* **提示本文**
********************

【9月17日 AFP】全米オープンテニス(US Open Tennis Championships 2018)の女子シングルスを制した大坂なおみ(Naomi Osaka)が17日、同日開幕した東レ・パンパシフィック・オープン(Toray Pan Pacific Open 2018)の記者会見に臨み、全米制覇後の表彰式で涙を流したのは、主審に激高した対戦相手のセレーナ・ウィリアムス(Serena Williams、米国)のせいではないと改めて話した。

 大坂は、約1週間前の全米決勝でセレーナに6-2、6-4で勝利し、四大大会(グランドスラム)のシングルスを制した初の日本選手となった。しかし、コーチングの違反を取られたセレーナが激怒し、主審に「盗人」といった暴言を浴びせるなどして最終的に1ゲームを失ったこともあって、表彰式ではブーイングが鳴り響き、大坂はその場で悲しそうに涙を流した。

 それでも大坂は、泣いたのは子供の頃から憧れていたセレーナのせいではなく、「ちょっと感情があふれちゃっただけだと思う。あの時は理由がはっきりとはわからず、とにかく胸がいっぱいだった」と話した。

 セレーナと主審の衝突は、男子選手と扱いに差があるとセレーナが発言したことで、性差別も絡んだ大きな議論となり、テニス界でも意見は真っ二つに割れている。騒動からは一歩引いたところにいる大坂だが、表彰式での涙は見ている人の共感を呼んだ。

 その点について大坂は「みなさんが私を気にかけて、共感してくれるのはうれしいが、悲しいことは何もなかったと思う。勝利をもっとかみしめられたはずとも思わない。私には私なりのやり方があって、そこは人それぞれだから、後悔はまったくない」と話している。

********************

* **データ一覧**

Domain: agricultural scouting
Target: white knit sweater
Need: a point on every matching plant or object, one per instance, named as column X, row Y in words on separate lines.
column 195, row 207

********************

* **取り組む課題**
1 > 大坂なおみに関する記事のうち、「大坂は、約1週間前の全米決勝」を含む語句で始まり「がいっぱいだった」と話した。」で終わる部分を、一字も変えずに書き写しなさい。
2 > 大坂なおみに関する記事の内容を、2文で要約しなさい。
3 > 大坂なおみに関する記事を、最後の文の後から書き継ぎなさい。

* **課題の解答**
1 >
大坂は、約1週間前の全米決勝でセレーナに6-2、6-4で勝利し、四大大会(グランドスラム)のシングルスを制した初の日本選手となった。しかし、コーチングの違反を取られたセレーナが激怒し、主審に「盗人」といった暴言を浴びせるなどして最終的に1ゲームを失ったこともあって、表彰式ではブーイングが鳴り響き、大坂はその場で悲しそうに涙を流した。

 それでも大坂は、泣いたのは子供の頃から憧れていたセレーナのせいではなく、「ちょっと感情があふれちゃっただけだと思う。あの時は理由がはっきりとはわからず、とにかく胸がいっぱいだった」と話した。

2 > 全米オープンテニスの女子シングルスを制した大坂なおみは、東レ・パンパシフィック・オープンの記者会見で、表彰式で流した涙は対戦相手のセレーナ・ウィリアムスのせいではなく、感情があふれただけだと改めて話した。また、人々が共感してくれるのはうれしいが、悲しいことは何もなく、後悔はまったくないと述べた。

3 >
 また全米の表彰式では、セレーナの史上最多24回目のグランドスラム制覇を阻んだことを観客に謝り、トロフィーを落としそうになる場面も話題を呼んだ。しかし本人は、「史上最悪の優勝スピーチ」と自分で言ってしまったBNPパリバ・オープン(BNP Paribas Open 2018)を制した時のことを指しながら、自分はそもそも優勝スピーチが苦手なのだと話している。

 大坂は笑顔で「私が表彰式はあまり得意じゃないというのは、何とくなく周知のことだと思う。インディアンウェルズ(Indian Wells、BNPパリバ・オープン)の時も、他の人とはちょっと違った感じになってしまったと思う」とコメントした。

 大坂の活躍で、今大会の観戦チケットの売り上げは好調が見込まれている。大会は、第1シードになっているキャロライン・ウォズニアッキ(Caroline Wozniacki、デンマーク)が2連覇中で、大坂も2016年大会の決勝でウォズニアッキに敗れている。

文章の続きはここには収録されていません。